## [PROBLEM REQUIREMENTS]
Please pick out every line in the records below that contains the word "snow", and copy each one.

## [MATERIAL]
.....
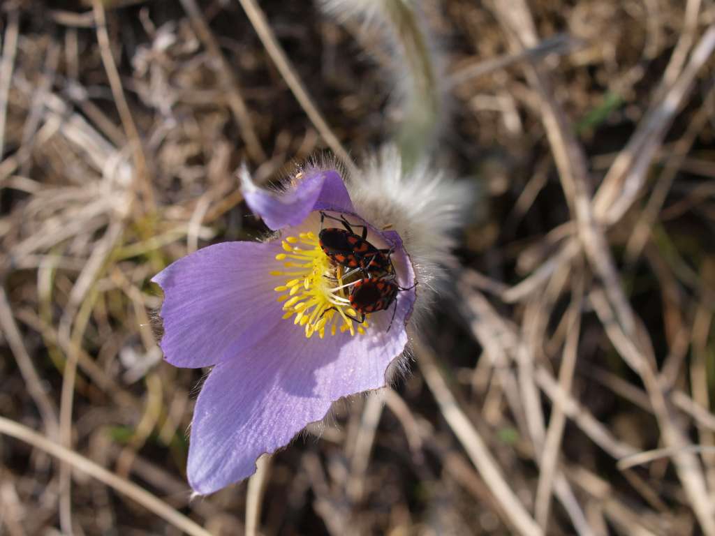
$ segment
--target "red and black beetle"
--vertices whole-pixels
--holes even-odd
[[[340,222],[345,227],[321,229],[318,235],[320,249],[332,261],[347,268],[360,269],[366,276],[370,274],[394,275],[395,267],[390,259],[392,249],[379,249],[368,242],[367,226],[351,226],[342,214],[336,218],[321,211],[321,227],[325,218]],[[363,227],[362,234],[356,234],[352,227]]]
[[[403,290],[410,290],[415,288],[417,283],[412,287],[403,289],[395,282],[394,279],[385,277],[365,277],[355,282],[350,290],[350,306],[360,315],[360,318],[349,317],[358,324],[365,322],[365,315],[368,313],[384,311],[394,304],[393,317],[390,319],[388,331],[393,327],[395,320],[395,313],[398,310],[398,292]]]

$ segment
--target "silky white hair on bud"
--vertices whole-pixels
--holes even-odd
[[[471,185],[425,160],[405,171],[397,147],[385,145],[347,186],[359,214],[378,229],[400,234],[420,285],[415,307],[428,304],[430,300],[423,298],[438,288],[454,264],[452,233],[472,205]]]

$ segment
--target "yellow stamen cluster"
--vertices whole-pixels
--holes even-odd
[[[285,253],[275,258],[287,269],[270,273],[288,278],[275,289],[280,293],[277,301],[283,304],[283,318],[295,314],[294,324],[304,326],[309,339],[314,333],[322,339],[326,331],[331,335],[338,330],[350,332],[351,335],[364,334],[368,322],[358,324],[354,319],[361,315],[350,307],[348,299],[352,284],[360,277],[357,271],[346,274],[343,267],[332,262],[312,232],[287,237],[282,247]]]

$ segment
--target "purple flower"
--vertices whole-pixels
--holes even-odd
[[[250,476],[259,456],[322,419],[337,399],[384,387],[389,365],[405,349],[416,299],[404,237],[384,230],[390,214],[370,218],[380,204],[365,203],[369,192],[358,193],[372,209],[356,209],[338,172],[308,168],[281,192],[257,188],[245,172],[243,189],[250,208],[277,232],[271,239],[209,246],[152,279],[164,294],[166,359],[214,366],[191,428],[187,472],[199,494]],[[392,250],[395,282],[410,289],[364,322],[348,301],[351,284],[363,276],[323,253],[321,211],[367,226],[370,244]],[[401,224],[404,214],[395,218]],[[325,227],[341,227],[328,221]]]

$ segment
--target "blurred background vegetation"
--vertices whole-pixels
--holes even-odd
[[[204,372],[149,279],[265,232],[242,162],[330,145],[251,5],[0,5],[0,534],[715,535],[711,0],[421,2],[434,159],[480,192],[451,292],[394,389],[190,499]],[[350,155],[399,137],[384,28],[260,9]]]

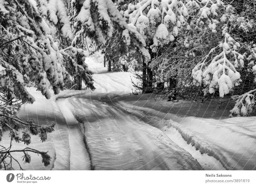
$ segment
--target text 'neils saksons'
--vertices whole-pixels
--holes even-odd
[[[232,177],[231,174],[205,174],[206,177]]]

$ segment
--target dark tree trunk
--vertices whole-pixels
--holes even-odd
[[[125,65],[123,65],[123,69],[124,70],[124,72],[126,72],[127,70],[126,69],[126,67],[125,67]]]
[[[142,93],[145,93],[147,88],[147,64],[143,62],[142,69]]]
[[[108,61],[108,72],[110,72],[111,71],[111,60],[109,60]]]
[[[75,83],[76,84],[75,89],[81,90],[82,89],[82,77],[81,75],[77,75],[75,78]]]
[[[169,90],[170,91],[173,91],[172,96],[169,96],[169,99],[172,100],[176,99],[177,93],[176,90],[175,89],[177,86],[177,80],[175,77],[171,77],[169,78]]]
[[[163,92],[164,89],[164,83],[163,82],[159,82],[156,84],[156,91],[157,93],[160,93]]]
[[[152,52],[152,50],[149,48],[148,52],[150,54],[152,59],[154,58],[155,54]],[[142,89],[144,89],[145,93],[152,93],[153,92],[153,72],[151,70],[151,68],[148,66],[151,62],[151,60],[148,61],[148,64],[144,65],[143,70],[145,71],[146,76],[143,76],[142,75],[142,79],[145,81]],[[146,79],[144,78],[146,78]]]
[[[104,67],[106,67],[106,57],[105,55],[104,55]]]

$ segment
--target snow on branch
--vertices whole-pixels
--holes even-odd
[[[188,10],[183,1],[179,0],[141,1],[130,3],[124,12],[129,25],[136,28],[144,38],[153,43],[152,51],[173,41],[187,24]],[[151,40],[152,41],[151,41]]]
[[[112,37],[114,28],[116,27],[120,33],[120,48],[122,53],[126,53],[128,50],[137,53],[146,62],[150,59],[150,55],[144,48],[146,43],[142,36],[127,25],[111,0],[75,0],[72,6],[75,9],[73,18],[74,29],[76,31],[75,32],[78,33],[83,27],[85,28],[84,32],[101,44]],[[76,38],[82,32],[78,33]]]
[[[236,100],[236,103],[233,109],[230,111],[229,116],[237,115],[240,116],[248,116],[252,111],[255,105],[255,96],[256,89],[252,90],[241,95],[232,97],[234,100]]]
[[[194,84],[199,86],[203,83],[209,88],[211,94],[218,89],[221,97],[229,93],[241,81],[240,74],[236,69],[244,65],[244,56],[236,51],[240,46],[239,43],[228,33],[225,33],[224,42],[221,42],[218,46],[221,49],[220,53],[208,65],[206,59],[216,48],[212,49],[205,59],[193,69]]]

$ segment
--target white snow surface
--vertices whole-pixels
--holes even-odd
[[[95,73],[94,92],[66,90],[47,100],[28,88],[36,101],[25,105],[20,117],[57,124],[45,142],[33,136],[29,146],[48,151],[51,165],[44,167],[41,157],[32,153],[31,163],[23,165],[23,155],[17,152],[14,157],[24,169],[256,169],[255,117],[217,120],[174,114],[166,106],[153,106],[138,99],[141,95],[130,94],[134,89],[129,73],[108,73],[95,59],[86,60]],[[5,146],[8,135],[1,142]]]

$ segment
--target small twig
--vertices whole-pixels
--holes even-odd
[[[0,47],[3,46],[4,45],[6,45],[7,44],[8,44],[9,43],[11,43],[13,41],[14,41],[15,40],[17,40],[17,39],[20,39],[20,36],[19,36],[19,37],[16,37],[16,38],[13,39],[12,39],[12,40],[10,40],[10,41],[7,41],[7,42],[6,42],[2,44],[1,45],[0,45]]]

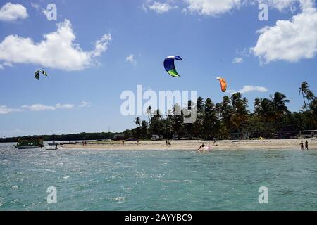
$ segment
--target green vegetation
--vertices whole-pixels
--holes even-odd
[[[148,121],[135,120],[137,128],[126,130],[125,136],[149,139],[153,134],[171,139],[176,136],[184,139],[220,139],[241,138],[290,138],[300,130],[316,129],[317,98],[309,90],[306,82],[299,88],[304,106],[300,112],[290,112],[285,95],[276,92],[268,98],[256,98],[250,107],[247,98],[240,93],[231,97],[224,96],[221,103],[214,103],[208,98],[199,97],[194,107],[197,117],[193,124],[184,123],[184,115],[176,113],[181,108],[175,104],[173,110],[163,115],[152,108],[147,109]],[[190,110],[191,102],[188,103]]]
[[[61,134],[61,135],[43,135],[40,137],[44,139],[44,141],[80,141],[80,140],[99,140],[99,139],[111,139],[115,135],[120,134],[119,133],[80,133],[72,134]],[[28,136],[23,137],[13,137],[0,139],[0,143],[4,142],[17,142],[18,139],[30,139],[39,137],[38,136]]]
[[[252,107],[247,98],[235,93],[231,97],[224,96],[220,103],[216,104],[210,98],[204,100],[199,97],[193,106],[197,110],[197,120],[192,124],[184,123],[186,116],[178,104],[165,115],[158,110],[154,112],[149,106],[147,121],[137,117],[135,121],[137,127],[123,133],[80,133],[42,137],[44,141],[113,139],[119,134],[124,134],[125,139],[149,139],[153,134],[168,139],[177,136],[188,139],[290,138],[298,135],[300,130],[317,129],[317,98],[309,90],[306,82],[302,84],[299,94],[303,97],[304,103],[300,112],[290,112],[286,105],[290,101],[280,92],[267,98],[255,98]],[[189,101],[189,110],[191,105]],[[20,137],[0,139],[0,142],[16,142],[18,138]]]

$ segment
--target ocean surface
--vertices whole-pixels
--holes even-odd
[[[259,202],[261,186],[268,203]],[[56,204],[48,203],[49,187],[56,188]],[[0,143],[0,210],[316,210],[316,150],[45,150]]]

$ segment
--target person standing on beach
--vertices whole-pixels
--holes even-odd
[[[300,146],[301,146],[301,150],[304,150],[304,142],[303,141],[301,142]]]
[[[306,141],[305,141],[305,149],[306,149],[306,150],[309,150],[309,148],[308,148],[308,141],[307,141],[307,140],[306,140]]]

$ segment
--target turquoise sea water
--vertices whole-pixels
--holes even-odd
[[[316,210],[317,151],[16,150],[0,210]],[[48,204],[47,188],[57,190]],[[268,203],[258,201],[268,189]]]

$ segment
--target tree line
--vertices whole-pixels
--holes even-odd
[[[225,96],[216,103],[211,98],[199,97],[195,104],[188,102],[187,109],[197,111],[197,120],[191,124],[184,123],[184,113],[177,113],[182,112],[177,103],[165,113],[153,111],[149,106],[147,121],[137,117],[137,127],[125,131],[124,134],[139,139],[149,139],[154,134],[189,139],[290,138],[298,135],[300,130],[317,127],[317,98],[306,82],[302,83],[299,94],[304,101],[299,112],[290,112],[286,105],[290,100],[280,92],[268,98],[256,98],[251,103],[240,93]]]

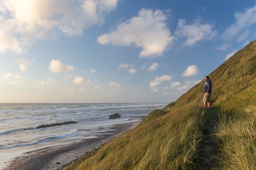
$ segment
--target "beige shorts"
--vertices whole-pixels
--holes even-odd
[[[205,93],[204,95],[204,102],[210,102],[210,99],[211,98],[211,93],[208,93],[209,95],[207,95],[207,93]]]

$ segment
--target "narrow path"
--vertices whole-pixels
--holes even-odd
[[[201,165],[198,169],[220,169],[219,155],[220,149],[216,143],[214,134],[215,127],[219,122],[219,112],[214,109],[205,111],[205,116],[207,120],[204,128],[204,141],[202,143],[203,151],[201,152]]]

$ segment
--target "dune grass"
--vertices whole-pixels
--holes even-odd
[[[200,169],[204,135],[212,131],[209,123],[215,124],[209,119],[218,114],[212,134],[219,144],[218,167],[256,169],[255,52],[253,41],[209,75],[212,111],[202,109],[202,80],[134,129],[65,169]]]

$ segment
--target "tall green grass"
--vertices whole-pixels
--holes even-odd
[[[208,119],[215,119],[218,114],[213,135],[219,146],[216,153],[220,155],[214,156],[219,158],[220,167],[256,169],[255,52],[252,42],[209,75],[212,111],[206,112],[201,107],[202,80],[175,102],[152,112],[135,128],[65,169],[200,169],[204,135],[213,133],[209,132],[212,131],[208,124],[215,123]]]

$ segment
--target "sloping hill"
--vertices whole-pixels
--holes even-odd
[[[202,80],[66,169],[255,169],[255,69],[253,41],[209,75],[212,110]]]

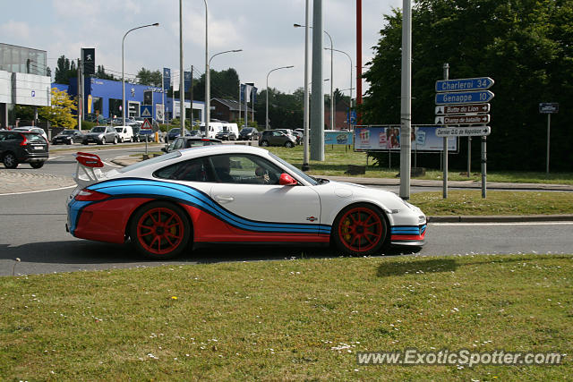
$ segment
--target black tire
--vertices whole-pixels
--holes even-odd
[[[3,159],[4,166],[6,168],[16,168],[18,167],[18,159],[16,156],[13,153],[6,153],[4,155]]]
[[[380,254],[389,238],[389,225],[384,213],[368,203],[346,207],[334,219],[332,242],[347,255]]]
[[[174,223],[169,225],[171,222]],[[167,201],[154,201],[135,211],[129,236],[135,249],[152,259],[179,256],[192,240],[187,215],[179,206]]]

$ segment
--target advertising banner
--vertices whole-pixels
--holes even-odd
[[[412,126],[412,150],[441,151],[442,137],[436,135],[436,129],[441,126]],[[400,126],[356,126],[354,144],[355,151],[386,151],[400,149]],[[458,151],[456,137],[448,139],[448,151]]]
[[[324,132],[325,145],[352,145],[352,132]]]

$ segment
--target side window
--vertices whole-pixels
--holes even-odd
[[[278,184],[283,170],[253,155],[218,155],[210,157],[215,181],[238,184]]]
[[[190,159],[167,166],[156,171],[153,176],[184,182],[213,182],[213,176],[204,158]]]

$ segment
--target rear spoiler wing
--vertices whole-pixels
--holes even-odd
[[[99,169],[104,166],[104,164],[99,157],[84,152],[77,152],[74,157],[78,163],[75,167],[73,180],[79,186],[87,187],[90,184],[99,182],[104,177]],[[80,168],[81,168],[81,174]]]

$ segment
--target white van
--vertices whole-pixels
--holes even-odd
[[[117,132],[117,135],[119,135],[120,142],[133,141],[133,129],[132,126],[115,126],[115,132]]]

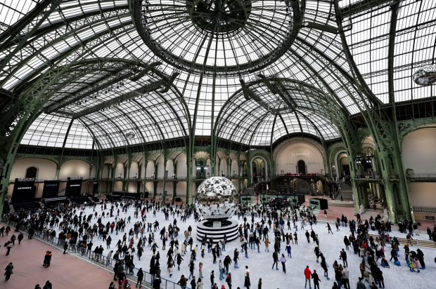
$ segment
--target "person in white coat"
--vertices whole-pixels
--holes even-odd
[[[203,283],[201,280],[201,278],[198,278],[198,282],[197,282],[197,289],[203,289]]]

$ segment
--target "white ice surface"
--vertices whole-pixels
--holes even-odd
[[[97,212],[100,214],[101,213],[101,206],[98,206],[96,208]],[[168,227],[168,225],[172,223],[173,218],[170,216],[169,221],[165,221],[164,214],[160,211],[157,213],[157,217],[153,217],[153,211],[149,211],[146,213],[146,222],[153,222],[155,220],[157,220],[160,224],[160,228],[162,228],[163,226]],[[108,213],[108,210],[106,210],[106,213]],[[86,208],[85,210],[85,213],[88,215],[90,213],[92,213],[91,208]],[[141,221],[141,218],[136,219],[134,217],[134,209],[130,208],[128,210],[128,213],[124,214],[120,213],[120,217],[127,218],[130,215],[132,217],[132,221],[130,224],[127,224],[124,232],[129,233],[129,230],[131,227],[133,227],[134,224],[136,222]],[[177,215],[176,215],[177,217]],[[238,217],[234,215],[233,217],[233,220],[237,220]],[[251,222],[251,217],[248,217],[249,222]],[[260,218],[255,218],[255,222],[259,222]],[[336,229],[333,222],[331,223],[331,226],[332,227],[332,230],[333,230],[334,234],[332,235],[331,234],[327,234],[327,228],[326,227],[326,222],[319,220],[320,222],[318,222],[317,224],[313,225],[313,229],[320,239],[319,247],[324,256],[326,257],[326,260],[327,264],[329,266],[328,268],[328,275],[331,278],[330,280],[327,281],[326,278],[323,277],[323,271],[321,267],[320,264],[316,263],[316,259],[315,254],[314,253],[314,249],[315,247],[315,243],[308,243],[304,233],[301,230],[300,230],[300,227],[301,225],[299,225],[298,231],[297,233],[298,234],[298,245],[292,244],[292,258],[288,258],[286,262],[286,271],[287,274],[285,274],[281,271],[281,264],[279,263],[278,268],[280,271],[276,271],[271,269],[271,266],[273,264],[272,259],[272,250],[274,250],[273,244],[269,246],[269,253],[264,252],[265,247],[262,243],[260,246],[260,253],[257,253],[257,249],[251,250],[248,249],[248,257],[247,259],[244,257],[243,253],[240,253],[239,257],[240,260],[238,262],[239,269],[233,268],[233,251],[236,248],[238,248],[239,251],[241,251],[241,245],[240,242],[238,240],[231,241],[226,244],[226,252],[223,252],[224,256],[222,255],[220,258],[218,258],[218,260],[222,260],[224,262],[224,258],[226,255],[229,255],[232,259],[232,264],[229,267],[229,271],[232,274],[232,288],[236,289],[238,287],[241,287],[241,288],[243,289],[243,281],[244,281],[244,271],[245,267],[248,266],[250,270],[250,281],[252,288],[257,288],[257,282],[259,278],[262,279],[262,288],[263,289],[286,289],[286,288],[303,288],[304,285],[304,269],[307,265],[309,266],[310,269],[314,271],[314,269],[316,270],[316,272],[319,274],[319,277],[321,280],[320,288],[331,288],[333,285],[334,280],[334,271],[333,269],[333,263],[335,260],[338,260],[339,264],[342,264],[342,260],[339,260],[339,252],[341,248],[345,248],[343,243],[343,238],[344,236],[349,236],[351,233],[348,229],[348,227],[340,227],[340,231],[336,232]],[[96,222],[96,219],[94,218],[91,220],[91,224]],[[103,219],[102,222],[104,224],[105,224],[108,222],[112,222],[115,221],[114,217],[105,217]],[[242,217],[241,220],[239,220],[241,224],[243,224],[243,221],[242,220]],[[196,244],[198,245],[198,247],[201,245],[200,242],[196,240],[195,236],[195,222],[194,222],[193,218],[191,217],[186,220],[186,222],[182,222],[180,221],[179,218],[177,219],[177,226],[180,228],[180,234],[179,234],[179,242],[180,243],[180,246],[183,243],[183,240],[184,238],[183,234],[185,230],[187,230],[188,227],[191,224],[193,227],[192,237],[194,241],[194,245],[193,248],[195,247]],[[310,232],[310,226],[307,225],[307,228],[309,229]],[[428,240],[427,234],[425,231],[423,231],[423,229],[426,228],[421,228],[422,231],[422,234],[421,236],[418,238],[419,239]],[[290,231],[285,229],[285,234]],[[294,230],[290,230],[292,233],[294,233]],[[371,234],[375,234],[375,231],[372,231]],[[119,232],[118,235],[115,235],[115,231],[110,234],[112,238],[112,243],[111,248],[113,249],[115,248],[115,244],[118,241],[119,239],[122,238],[123,234]],[[148,233],[144,234],[147,238],[148,237]],[[399,231],[392,232],[391,236],[397,236],[398,237],[405,238],[405,234],[400,233]],[[270,241],[272,241],[273,234],[270,231],[269,237]],[[188,276],[189,275],[189,267],[188,267],[188,264],[189,262],[190,252],[187,252],[186,255],[184,256],[184,260],[182,262],[181,264],[180,271],[177,271],[177,266],[173,269],[173,276],[172,278],[169,278],[169,274],[167,271],[167,253],[169,249],[169,241],[167,241],[167,250],[162,250],[162,241],[160,239],[159,236],[159,231],[155,233],[155,237],[156,238],[156,243],[159,246],[158,250],[160,252],[160,269],[161,269],[161,276],[162,277],[172,280],[174,282],[177,282],[180,276],[182,274],[184,274],[185,276]],[[312,241],[312,238],[311,238]],[[274,242],[274,241],[273,241]],[[97,236],[95,236],[93,240],[94,246],[92,250],[95,248],[96,246],[103,245],[103,247],[105,248],[103,251],[103,255],[106,255],[108,253],[108,250],[106,249],[106,243],[105,241],[103,241],[102,239],[97,239]],[[135,239],[135,243],[134,244],[134,247],[136,248],[137,244],[137,239]],[[286,245],[282,242],[281,245],[281,253],[283,253],[286,256],[287,254],[284,251]],[[181,247],[179,247],[181,248]],[[393,260],[390,262],[390,268],[383,268],[380,266],[380,262],[378,262],[378,265],[380,267],[381,270],[383,272],[383,276],[385,278],[385,286],[386,288],[395,288],[395,289],[411,289],[411,288],[435,288],[436,283],[434,283],[433,278],[435,276],[435,273],[436,272],[436,266],[434,262],[434,259],[436,255],[436,249],[428,248],[423,248],[420,247],[420,249],[424,253],[424,260],[425,261],[426,269],[421,270],[421,273],[411,273],[409,271],[409,268],[407,267],[406,263],[404,260],[404,250],[402,249],[399,252],[399,258],[402,266],[397,267],[394,265]],[[411,250],[416,250],[417,247],[411,247]],[[153,253],[150,251],[150,247],[147,247],[147,245],[144,247],[144,252],[143,256],[141,258],[141,261],[138,260],[137,256],[134,256],[134,263],[136,268],[142,267],[143,270],[146,271],[149,271],[149,264],[150,260],[151,258]],[[189,250],[189,247],[188,247],[188,250]],[[203,263],[203,283],[205,284],[205,288],[210,288],[210,274],[212,270],[214,271],[215,276],[215,283],[218,285],[218,288],[221,288],[222,285],[224,285],[225,288],[228,289],[227,284],[224,282],[224,280],[219,281],[219,271],[218,269],[218,263],[212,264],[212,253],[207,253],[207,250],[205,250],[206,253],[205,255],[205,257],[202,258],[200,253],[197,255],[197,261],[195,262],[195,276],[198,279],[198,263],[200,262]],[[386,256],[386,259],[389,260],[390,258],[390,246],[387,245],[385,247],[385,255]],[[348,257],[348,264],[349,264],[349,270],[350,270],[350,282],[352,289],[354,289],[356,288],[356,283],[358,281],[358,278],[360,276],[360,271],[359,269],[359,263],[361,260],[361,258],[359,257],[358,255],[354,255],[352,250],[352,247],[350,247],[350,251],[347,251],[347,257]],[[189,281],[190,282],[190,281]],[[312,283],[313,288],[313,283]],[[370,286],[367,286],[369,288]],[[342,287],[343,288],[343,287]],[[309,288],[309,287],[307,287]]]

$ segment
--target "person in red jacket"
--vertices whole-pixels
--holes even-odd
[[[306,283],[304,283],[304,288],[307,285],[307,281],[309,280],[309,288],[312,289],[312,285],[310,285],[310,278],[312,278],[312,271],[309,269],[309,266],[306,266],[306,269],[304,269],[304,277],[306,278]]]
.....
## [PROBLEM SOLUTION]
--target snow on branch
--target white snow surface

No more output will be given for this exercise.